What you need to do:
- a) From the job-hunting advice for people with a criminal record, list the things the text says you will build as you continue to work.
- b) Please copy out everything from "If you have" down to "doing your job." in the job-hunting advice for people with a criminal record.

Source text:
————
I have a criminal record. How do I get an employer to give me a chance?

If you have a criminal record, an employer is more likely to give you a chance if they feel you have become an honest, dependable person. Do not lie about your history; parol officers often call employers to confirm they know of an employee's criminal conviction. If you lie on an application, you can be fired, regardless of how well you are doing your job.

When an employer asks about your criminal conviction, state your crime but do not go into detail. Instead, your reply should focus on your current and future plans for improvement. Do not make excuses or downplay your criminal record in any way. Mention any training that has helped you change your behavior, such as the Intentional Skill Development (I.S.D.)

For example:
Q: "I see on your application that you have had a criminal conviction. What were you convicted of?"
A: "I was convicted of armed robbery. My two-year sentence gave me the opportunity to face my mistakes and decide where my future was headed. After being released early for good behavior, I enrolled in a class to earn my G.E.D., have reconnected with my family, and am seeking employment to support myself."

Pursuing education or training and volunteer work are good ways to establish your reliability and build references. The more skills you develop, the more an employer will be willing to hire you.

Be realistic about where you apply. For instance, if your criminal conviction involves monetary theft, you probably won't be able to get a position working in a bank or as a cashier. Remember to take things one step at a time; your first job is merely a stepping stone to a better one. As you continue to work you will build a reputation, contacts, and referrals to help you develop your career.
————
Supplied entries:
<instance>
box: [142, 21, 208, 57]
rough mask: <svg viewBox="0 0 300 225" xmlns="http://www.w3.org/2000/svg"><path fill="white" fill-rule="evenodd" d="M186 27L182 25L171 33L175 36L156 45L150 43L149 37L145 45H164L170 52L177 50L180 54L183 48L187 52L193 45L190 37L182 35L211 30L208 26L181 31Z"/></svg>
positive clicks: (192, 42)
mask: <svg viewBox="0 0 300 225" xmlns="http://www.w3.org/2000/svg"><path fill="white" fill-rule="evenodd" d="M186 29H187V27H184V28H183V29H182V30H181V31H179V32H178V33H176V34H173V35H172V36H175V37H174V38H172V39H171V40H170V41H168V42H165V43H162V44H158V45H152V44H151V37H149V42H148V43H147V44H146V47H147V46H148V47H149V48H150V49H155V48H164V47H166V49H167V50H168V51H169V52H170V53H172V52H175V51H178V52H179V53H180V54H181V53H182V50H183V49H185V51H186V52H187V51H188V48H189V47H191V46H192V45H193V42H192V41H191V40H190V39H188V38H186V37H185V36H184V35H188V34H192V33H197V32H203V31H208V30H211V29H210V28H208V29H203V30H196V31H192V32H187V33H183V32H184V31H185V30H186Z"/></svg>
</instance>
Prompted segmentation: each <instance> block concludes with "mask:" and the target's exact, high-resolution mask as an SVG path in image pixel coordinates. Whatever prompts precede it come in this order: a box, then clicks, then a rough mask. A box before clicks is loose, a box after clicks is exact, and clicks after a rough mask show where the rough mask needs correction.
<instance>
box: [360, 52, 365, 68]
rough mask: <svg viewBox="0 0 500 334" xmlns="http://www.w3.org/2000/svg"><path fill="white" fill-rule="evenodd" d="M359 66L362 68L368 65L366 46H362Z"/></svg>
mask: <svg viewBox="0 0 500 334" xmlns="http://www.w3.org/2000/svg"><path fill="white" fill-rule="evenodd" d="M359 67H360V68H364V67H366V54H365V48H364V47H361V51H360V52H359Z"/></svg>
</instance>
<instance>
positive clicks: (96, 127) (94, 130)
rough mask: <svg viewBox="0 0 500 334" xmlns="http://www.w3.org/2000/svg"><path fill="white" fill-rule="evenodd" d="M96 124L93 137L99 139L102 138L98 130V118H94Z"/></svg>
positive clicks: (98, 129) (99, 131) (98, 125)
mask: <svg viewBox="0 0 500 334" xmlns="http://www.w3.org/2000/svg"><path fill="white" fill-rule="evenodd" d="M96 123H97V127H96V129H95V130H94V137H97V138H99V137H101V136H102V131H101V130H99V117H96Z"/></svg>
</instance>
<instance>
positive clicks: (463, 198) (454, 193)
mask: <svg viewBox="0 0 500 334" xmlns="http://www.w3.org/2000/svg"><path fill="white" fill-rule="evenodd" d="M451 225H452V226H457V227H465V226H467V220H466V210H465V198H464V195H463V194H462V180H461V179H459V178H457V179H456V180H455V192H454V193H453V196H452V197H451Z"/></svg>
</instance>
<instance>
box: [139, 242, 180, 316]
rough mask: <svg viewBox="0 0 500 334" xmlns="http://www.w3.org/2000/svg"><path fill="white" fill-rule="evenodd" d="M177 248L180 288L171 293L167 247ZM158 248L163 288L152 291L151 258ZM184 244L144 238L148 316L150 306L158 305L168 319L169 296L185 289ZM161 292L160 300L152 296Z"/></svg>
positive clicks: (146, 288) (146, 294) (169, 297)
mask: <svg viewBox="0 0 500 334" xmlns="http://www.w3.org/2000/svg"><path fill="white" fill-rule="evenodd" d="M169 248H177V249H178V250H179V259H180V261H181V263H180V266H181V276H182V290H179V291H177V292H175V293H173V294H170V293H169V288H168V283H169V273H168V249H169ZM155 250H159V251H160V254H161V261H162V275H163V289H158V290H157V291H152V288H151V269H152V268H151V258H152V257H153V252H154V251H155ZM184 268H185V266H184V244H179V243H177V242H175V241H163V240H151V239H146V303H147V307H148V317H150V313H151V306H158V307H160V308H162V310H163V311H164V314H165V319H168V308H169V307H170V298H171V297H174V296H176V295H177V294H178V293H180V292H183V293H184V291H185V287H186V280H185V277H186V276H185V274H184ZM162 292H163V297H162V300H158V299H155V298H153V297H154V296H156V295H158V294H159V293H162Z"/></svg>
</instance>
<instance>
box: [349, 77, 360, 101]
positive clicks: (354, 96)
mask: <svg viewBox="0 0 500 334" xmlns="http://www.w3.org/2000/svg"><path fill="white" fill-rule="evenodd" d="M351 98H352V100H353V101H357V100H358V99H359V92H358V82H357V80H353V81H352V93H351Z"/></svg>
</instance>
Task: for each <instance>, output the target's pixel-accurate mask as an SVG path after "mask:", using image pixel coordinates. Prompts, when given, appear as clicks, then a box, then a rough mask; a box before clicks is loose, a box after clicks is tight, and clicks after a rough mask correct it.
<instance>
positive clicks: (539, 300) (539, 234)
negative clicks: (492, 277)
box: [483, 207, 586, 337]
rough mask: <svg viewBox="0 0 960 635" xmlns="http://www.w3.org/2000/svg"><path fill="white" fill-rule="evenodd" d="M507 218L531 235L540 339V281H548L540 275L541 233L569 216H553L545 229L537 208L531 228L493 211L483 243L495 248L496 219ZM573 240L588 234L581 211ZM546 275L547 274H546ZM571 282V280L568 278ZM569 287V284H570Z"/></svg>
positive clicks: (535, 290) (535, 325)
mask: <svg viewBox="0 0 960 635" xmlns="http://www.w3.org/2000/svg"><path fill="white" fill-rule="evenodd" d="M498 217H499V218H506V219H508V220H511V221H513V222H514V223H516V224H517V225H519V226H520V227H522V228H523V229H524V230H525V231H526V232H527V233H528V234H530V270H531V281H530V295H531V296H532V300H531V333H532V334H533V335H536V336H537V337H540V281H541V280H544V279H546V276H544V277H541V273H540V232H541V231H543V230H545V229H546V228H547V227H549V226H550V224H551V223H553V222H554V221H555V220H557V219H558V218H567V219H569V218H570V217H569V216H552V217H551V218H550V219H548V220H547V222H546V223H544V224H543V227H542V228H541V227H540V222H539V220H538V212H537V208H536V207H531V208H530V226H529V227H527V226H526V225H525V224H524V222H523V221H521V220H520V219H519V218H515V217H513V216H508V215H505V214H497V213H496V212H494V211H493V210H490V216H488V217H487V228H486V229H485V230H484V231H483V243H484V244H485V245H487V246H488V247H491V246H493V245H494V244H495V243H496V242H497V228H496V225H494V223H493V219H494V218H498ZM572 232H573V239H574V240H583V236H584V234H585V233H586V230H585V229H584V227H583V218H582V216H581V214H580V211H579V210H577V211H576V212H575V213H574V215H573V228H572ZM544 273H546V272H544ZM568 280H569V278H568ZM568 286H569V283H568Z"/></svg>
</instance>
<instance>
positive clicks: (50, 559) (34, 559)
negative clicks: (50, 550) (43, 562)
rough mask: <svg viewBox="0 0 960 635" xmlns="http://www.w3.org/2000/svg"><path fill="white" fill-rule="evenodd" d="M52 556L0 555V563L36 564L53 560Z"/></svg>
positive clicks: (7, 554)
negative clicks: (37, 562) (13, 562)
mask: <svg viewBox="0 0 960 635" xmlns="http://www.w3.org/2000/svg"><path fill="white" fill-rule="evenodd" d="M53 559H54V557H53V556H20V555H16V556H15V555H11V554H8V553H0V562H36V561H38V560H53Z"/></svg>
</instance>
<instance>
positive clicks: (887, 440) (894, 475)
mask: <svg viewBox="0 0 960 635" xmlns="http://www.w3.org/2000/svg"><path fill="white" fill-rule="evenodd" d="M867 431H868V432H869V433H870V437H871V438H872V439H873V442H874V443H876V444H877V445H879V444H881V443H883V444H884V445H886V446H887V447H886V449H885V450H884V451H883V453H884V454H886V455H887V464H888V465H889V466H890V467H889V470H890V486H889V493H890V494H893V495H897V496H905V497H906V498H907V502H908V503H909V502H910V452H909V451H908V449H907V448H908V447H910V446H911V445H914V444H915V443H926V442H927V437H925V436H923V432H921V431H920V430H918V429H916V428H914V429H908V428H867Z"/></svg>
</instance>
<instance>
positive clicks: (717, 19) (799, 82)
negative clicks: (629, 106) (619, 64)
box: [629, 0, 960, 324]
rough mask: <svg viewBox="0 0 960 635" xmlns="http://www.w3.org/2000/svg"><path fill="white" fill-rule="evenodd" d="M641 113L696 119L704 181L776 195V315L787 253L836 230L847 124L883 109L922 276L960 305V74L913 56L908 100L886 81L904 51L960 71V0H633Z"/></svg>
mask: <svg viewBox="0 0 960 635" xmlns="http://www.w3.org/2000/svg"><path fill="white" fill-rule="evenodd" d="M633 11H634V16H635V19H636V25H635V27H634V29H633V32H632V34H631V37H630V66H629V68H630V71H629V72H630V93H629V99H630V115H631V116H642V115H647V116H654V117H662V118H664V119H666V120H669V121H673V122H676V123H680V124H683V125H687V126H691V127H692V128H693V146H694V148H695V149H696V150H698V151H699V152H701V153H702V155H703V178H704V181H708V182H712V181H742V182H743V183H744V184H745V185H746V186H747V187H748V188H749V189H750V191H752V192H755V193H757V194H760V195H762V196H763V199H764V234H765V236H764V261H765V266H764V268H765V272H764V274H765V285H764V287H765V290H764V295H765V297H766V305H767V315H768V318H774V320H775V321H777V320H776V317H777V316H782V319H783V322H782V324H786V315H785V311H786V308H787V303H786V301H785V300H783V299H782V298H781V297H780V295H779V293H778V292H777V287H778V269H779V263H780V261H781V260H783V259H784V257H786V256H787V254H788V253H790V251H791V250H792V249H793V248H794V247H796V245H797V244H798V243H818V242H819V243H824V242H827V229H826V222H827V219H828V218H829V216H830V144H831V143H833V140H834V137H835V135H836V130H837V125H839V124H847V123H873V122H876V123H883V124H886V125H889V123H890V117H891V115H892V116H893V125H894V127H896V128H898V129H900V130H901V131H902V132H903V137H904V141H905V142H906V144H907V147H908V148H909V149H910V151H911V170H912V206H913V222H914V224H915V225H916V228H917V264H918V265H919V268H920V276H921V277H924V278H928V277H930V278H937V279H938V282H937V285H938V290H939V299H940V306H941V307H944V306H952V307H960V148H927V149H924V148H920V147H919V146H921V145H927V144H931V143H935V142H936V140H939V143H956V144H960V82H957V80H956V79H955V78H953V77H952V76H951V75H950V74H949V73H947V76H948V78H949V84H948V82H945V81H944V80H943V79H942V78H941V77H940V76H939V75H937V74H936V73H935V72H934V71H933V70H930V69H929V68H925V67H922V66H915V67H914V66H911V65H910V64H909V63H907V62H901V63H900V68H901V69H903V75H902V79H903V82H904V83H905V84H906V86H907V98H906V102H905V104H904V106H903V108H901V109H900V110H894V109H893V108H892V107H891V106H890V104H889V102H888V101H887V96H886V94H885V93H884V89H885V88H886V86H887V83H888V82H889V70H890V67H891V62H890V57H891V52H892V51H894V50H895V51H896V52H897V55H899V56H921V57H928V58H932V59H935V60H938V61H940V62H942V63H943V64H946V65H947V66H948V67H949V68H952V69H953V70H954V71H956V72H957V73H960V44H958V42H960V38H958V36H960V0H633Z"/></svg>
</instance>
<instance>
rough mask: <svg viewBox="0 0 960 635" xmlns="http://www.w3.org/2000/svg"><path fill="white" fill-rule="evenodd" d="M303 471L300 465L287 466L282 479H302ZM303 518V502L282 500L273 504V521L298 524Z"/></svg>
————
Your written answers:
- a)
- A reputation
- Contacts
- Referrals

- b)
If you have a criminal record, an employer is more likely to give you a chance if they feel you have become an honest, dependable person. Do not lie about your history; parol officers often call employers to confirm they know of an employee's criminal conviction. If you lie on an application, you can be fired, regardless of how well you are doing your job.